Given data |

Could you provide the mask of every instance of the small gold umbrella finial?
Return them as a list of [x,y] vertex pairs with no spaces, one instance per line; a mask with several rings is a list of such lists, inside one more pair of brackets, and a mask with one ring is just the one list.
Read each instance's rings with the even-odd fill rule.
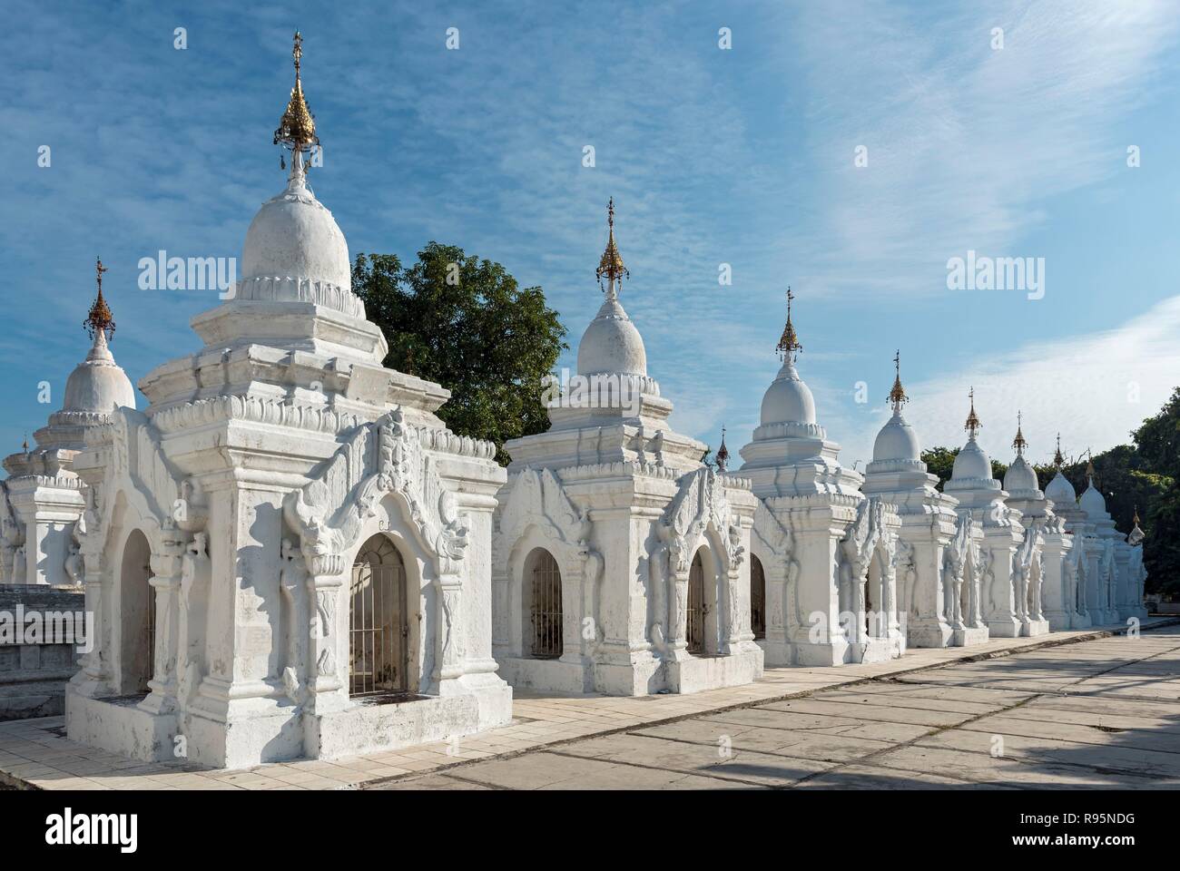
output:
[[[309,155],[314,148],[319,148],[320,137],[315,133],[315,116],[307,107],[303,98],[303,81],[300,78],[300,59],[303,57],[303,37],[295,32],[295,45],[291,48],[291,57],[295,59],[295,87],[291,89],[290,99],[287,101],[287,111],[278,120],[275,130],[275,145],[282,145],[291,151],[291,172],[296,172],[296,166],[306,164],[296,155]],[[282,164],[282,162],[280,162]]]
[[94,339],[99,333],[103,333],[105,339],[111,339],[114,335],[114,319],[111,316],[111,309],[106,304],[106,300],[103,299],[103,273],[107,268],[103,266],[103,258],[94,258],[94,279],[98,283],[98,296],[94,297],[94,302],[90,307],[90,312],[86,314],[86,320],[81,322],[83,328],[85,328],[86,334]]
[[726,447],[726,427],[721,427],[721,447],[717,448],[717,471],[725,472],[729,464],[729,448]]
[[975,434],[983,428],[983,424],[979,423],[979,415],[975,413],[975,387],[966,395],[971,400],[971,411],[966,415],[966,423],[963,425],[963,428],[971,433],[971,438],[974,439]]
[[893,412],[896,414],[902,413],[902,406],[910,401],[910,398],[905,395],[905,388],[902,386],[902,349],[898,348],[897,353],[893,354],[893,389],[889,392],[889,401],[893,404]]
[[794,293],[791,290],[791,286],[787,286],[787,326],[782,328],[782,336],[779,339],[779,343],[774,347],[779,352],[779,359],[794,362],[799,356],[799,352],[804,349],[804,346],[799,343],[799,335],[795,333],[795,325],[791,321],[791,302],[795,299]]
[[623,264],[623,255],[618,253],[618,245],[615,244],[615,197],[610,198],[607,203],[607,250],[602,253],[602,257],[598,260],[598,268],[595,270],[595,275],[598,276],[598,286],[602,287],[602,277],[607,276],[607,293],[614,296],[617,292],[616,282],[622,277],[631,277],[630,271]]
[[1016,412],[1016,438],[1012,440],[1012,447],[1016,448],[1017,457],[1023,457],[1024,448],[1029,446],[1029,443],[1024,439],[1024,433],[1021,432],[1021,419],[1023,417],[1022,412]]

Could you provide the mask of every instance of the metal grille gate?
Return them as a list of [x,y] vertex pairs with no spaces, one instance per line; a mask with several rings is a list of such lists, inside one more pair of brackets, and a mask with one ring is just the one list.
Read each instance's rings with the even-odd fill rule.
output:
[[693,567],[688,570],[688,615],[686,641],[688,651],[704,653],[704,565],[701,554],[693,557]]
[[766,637],[766,574],[756,556],[749,558],[749,626],[755,638]]
[[361,548],[349,591],[349,694],[406,692],[406,567],[386,536]]
[[562,571],[548,550],[532,558],[532,655],[562,655]]

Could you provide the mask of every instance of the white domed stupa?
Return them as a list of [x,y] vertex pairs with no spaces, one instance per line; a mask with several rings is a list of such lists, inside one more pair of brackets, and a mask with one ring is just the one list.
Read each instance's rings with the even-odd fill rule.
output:
[[[643,339],[618,299],[630,274],[615,241],[614,198],[595,276],[605,300],[582,335],[577,373],[548,397],[549,430],[504,445],[512,461],[492,548],[498,674],[514,686],[611,695],[748,683],[763,660],[747,615],[719,611],[706,641],[690,634],[674,591],[680,572],[704,561],[710,571],[729,567],[730,602],[749,608],[750,576],[745,565],[738,575],[738,559],[749,551],[756,499],[727,470],[725,431],[714,467],[702,461],[704,444],[668,425],[673,404],[648,375]],[[601,630],[592,641],[566,631],[565,653],[540,657],[517,616],[532,614],[536,600],[509,578],[535,577],[546,550],[563,567],[557,600],[586,602]],[[583,568],[565,571],[570,558]]]
[[[295,86],[274,138],[290,151],[287,186],[250,222],[230,299],[191,326],[206,349],[270,346],[380,367],[388,345],[353,293],[345,235],[308,184],[320,138],[303,97],[301,53],[296,48]],[[144,389],[153,402],[162,401],[151,385]]]
[[[66,379],[61,408],[33,433],[35,446],[5,458],[7,480],[0,483],[0,583],[71,587],[81,583],[73,537],[86,507],[74,458],[86,450],[86,434],[111,421],[119,407],[136,407],[136,391],[114,362],[109,339],[114,319],[103,296],[103,261],[96,262],[98,294],[83,322],[92,345],[86,359]],[[28,543],[33,558],[18,559]]]
[[[753,439],[739,452],[745,460],[739,474],[750,479],[760,499],[750,561],[765,571],[767,601],[784,603],[781,620],[766,628],[762,648],[772,666],[881,662],[905,649],[896,598],[886,601],[880,588],[867,582],[858,587],[859,569],[852,563],[860,554],[848,555],[870,543],[893,552],[900,519],[892,503],[860,492],[864,477],[840,464],[840,445],[828,440],[817,420],[815,399],[796,367],[802,343],[793,320],[794,299],[788,287],[787,321],[775,347],[782,366],[762,398]],[[833,559],[840,565],[835,596]],[[798,579],[788,582],[792,577]],[[839,627],[841,611],[866,609],[876,609],[879,618],[819,637],[808,634],[807,621],[817,614],[826,626]]]
[[968,626],[963,615],[956,616],[955,602],[943,584],[943,557],[958,528],[958,500],[938,491],[938,476],[926,471],[922,461],[918,433],[902,417],[909,397],[902,387],[900,351],[893,356],[893,366],[889,394],[893,414],[877,433],[861,490],[897,505],[902,518],[898,535],[913,554],[910,571],[898,572],[898,613],[906,615],[906,644],[978,644],[988,640],[988,630]]
[[[852,480],[859,484],[860,476],[852,470],[845,470],[837,461],[840,446],[834,441],[827,441],[827,433],[815,419],[815,398],[795,367],[802,345],[799,343],[795,325],[792,321],[791,306],[794,299],[794,293],[787,288],[787,322],[775,348],[782,359],[782,366],[762,395],[760,423],[754,430],[754,440],[740,451],[746,460],[742,470],[821,458],[826,467],[835,473],[828,484],[834,484],[837,489]],[[844,473],[853,478],[844,480],[841,478]],[[824,489],[828,484],[817,483],[815,486]],[[809,489],[807,484],[800,485],[804,490]]]
[[598,281],[607,277],[605,294],[598,314],[578,342],[579,375],[636,375],[645,379],[648,354],[643,336],[618,301],[621,280],[630,276],[615,243],[615,198],[607,207],[607,249],[598,262]]
[[873,441],[873,460],[865,467],[866,480],[868,474],[874,471],[920,469],[922,472],[926,472],[926,464],[922,461],[922,444],[918,441],[918,433],[902,417],[902,406],[909,401],[909,397],[905,394],[905,388],[902,387],[900,351],[894,355],[893,365],[896,367],[893,388],[889,394],[893,414],[877,433],[877,440]]
[[999,492],[999,482],[991,477],[991,458],[988,457],[979,443],[976,433],[982,424],[975,413],[975,388],[971,388],[971,411],[966,417],[964,430],[968,431],[966,444],[955,457],[955,465],[951,467],[951,479],[946,482],[946,492],[962,490],[994,490]]
[[[630,277],[615,241],[615,198],[607,203],[607,245],[595,276],[605,299],[578,342],[577,374],[549,402],[551,433],[513,439],[509,471],[557,463],[560,444],[565,459],[583,463],[655,460],[669,467],[701,466],[704,445],[668,425],[673,404],[660,395],[660,384],[648,375],[648,354],[638,327],[620,301],[623,279]],[[622,427],[622,428],[618,428]],[[571,432],[581,433],[571,441]],[[565,453],[569,452],[569,453]]]
[[1021,634],[1031,637],[1049,633],[1054,623],[1067,628],[1070,624],[1071,617],[1066,610],[1064,559],[1071,542],[1066,539],[1064,525],[1054,515],[1053,503],[1041,492],[1036,470],[1024,457],[1028,441],[1023,417],[1016,413],[1016,438],[1012,439],[1016,458],[1004,473],[1004,490],[1008,491],[1008,506],[1015,509],[1024,526],[1024,542],[1015,563],[1020,570],[1017,592],[1023,591],[1023,601],[1017,598],[1017,614]]
[[1008,466],[1008,471],[1004,472],[1004,490],[1008,491],[1010,497],[1018,499],[1041,498],[1041,485],[1036,478],[1036,470],[1024,459],[1024,448],[1028,447],[1028,441],[1024,439],[1024,433],[1021,430],[1020,412],[1016,413],[1016,439],[1012,441],[1012,447],[1016,448],[1016,459],[1012,460],[1012,464]]
[[[307,185],[319,138],[301,42],[275,132],[290,176],[247,233],[236,293],[192,320],[204,348],[140,381],[145,411],[122,410],[74,458],[100,498],[67,563],[96,631],[66,734],[145,761],[172,757],[159,736],[238,768],[458,740],[512,716],[490,616],[506,474],[493,443],[434,414],[448,391],[382,366],[343,235]],[[384,633],[384,659],[352,655],[358,631]]]

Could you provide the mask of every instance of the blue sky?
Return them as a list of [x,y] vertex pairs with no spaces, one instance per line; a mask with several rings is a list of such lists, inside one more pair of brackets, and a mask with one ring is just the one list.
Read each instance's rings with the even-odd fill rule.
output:
[[[140,290],[137,262],[241,254],[283,186],[295,28],[324,143],[313,182],[350,253],[438,240],[502,262],[545,288],[572,366],[614,196],[649,374],[706,441],[725,424],[738,448],[756,425],[787,284],[820,423],[860,467],[896,348],[924,443],[962,443],[974,386],[1005,460],[1017,408],[1044,460],[1058,430],[1071,453],[1126,441],[1180,384],[1173,5],[240,6],[9,4],[5,452],[86,353],[97,254],[132,380],[198,348],[188,322],[215,293]],[[948,290],[968,250],[1044,257],[1044,297]]]

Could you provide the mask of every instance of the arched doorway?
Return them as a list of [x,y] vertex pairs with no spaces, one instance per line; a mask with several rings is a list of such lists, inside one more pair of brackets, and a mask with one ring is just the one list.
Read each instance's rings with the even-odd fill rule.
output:
[[123,692],[146,693],[156,654],[156,591],[151,587],[151,545],[133,530],[119,564],[119,627]]
[[542,660],[560,656],[562,570],[544,548],[535,548],[525,559],[524,607],[529,654]]
[[388,536],[365,542],[349,594],[349,695],[408,692],[406,564]]
[[696,551],[693,565],[688,570],[688,614],[684,640],[689,653],[704,653],[704,563],[701,561],[701,551]]
[[766,572],[762,561],[749,557],[749,627],[755,638],[766,637]]

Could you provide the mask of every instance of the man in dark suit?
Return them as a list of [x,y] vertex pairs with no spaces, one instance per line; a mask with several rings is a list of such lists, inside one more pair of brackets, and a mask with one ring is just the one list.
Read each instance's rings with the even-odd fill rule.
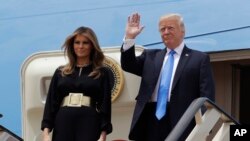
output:
[[[209,56],[185,45],[185,26],[181,15],[167,14],[159,20],[164,49],[145,49],[140,56],[136,56],[135,38],[143,28],[138,13],[129,16],[121,48],[122,68],[142,78],[129,139],[163,141],[194,99],[208,97],[214,100],[214,80]],[[166,110],[163,117],[158,118],[156,107],[160,99],[161,77],[167,73],[163,71],[163,66],[167,64],[171,50],[174,61],[169,91],[166,92]],[[190,123],[179,140],[185,140],[194,125],[194,121]]]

Stated exercise | Rescale the material above, starting with the line containing "Could you provide the mask of every instance of the man" and going on through the end of the material. Reproduce only those lines, requests included, and multiply every vertex coordinate in the answers by 2.25, rounding to whole numbers with halves rounded up. Leave the pictures out.

Full solution |
Could you provide the mask of every instance of the man in dark suit?
Return them as a list of [x,y] vertex pairs with no spaces, one instance per line; a mask with several rings is a list of such lists, inside one more pair of brackets, and a mask with one ring is just the one list.
Read each instance's rings with the even-odd fill rule.
output:
[[[470,126],[416,101],[416,59],[407,34],[376,32],[358,45],[369,110],[326,110],[315,126],[306,126],[304,86],[322,63],[311,29],[290,36],[272,108],[275,153],[320,176],[290,313],[367,317],[437,223],[468,218],[482,225],[482,180]],[[374,248],[367,263],[356,266],[351,241],[360,223],[362,173],[376,164],[367,160],[367,149],[376,144],[385,113],[392,137],[380,205],[374,207]],[[428,277],[403,315],[416,315],[437,281],[437,272]]]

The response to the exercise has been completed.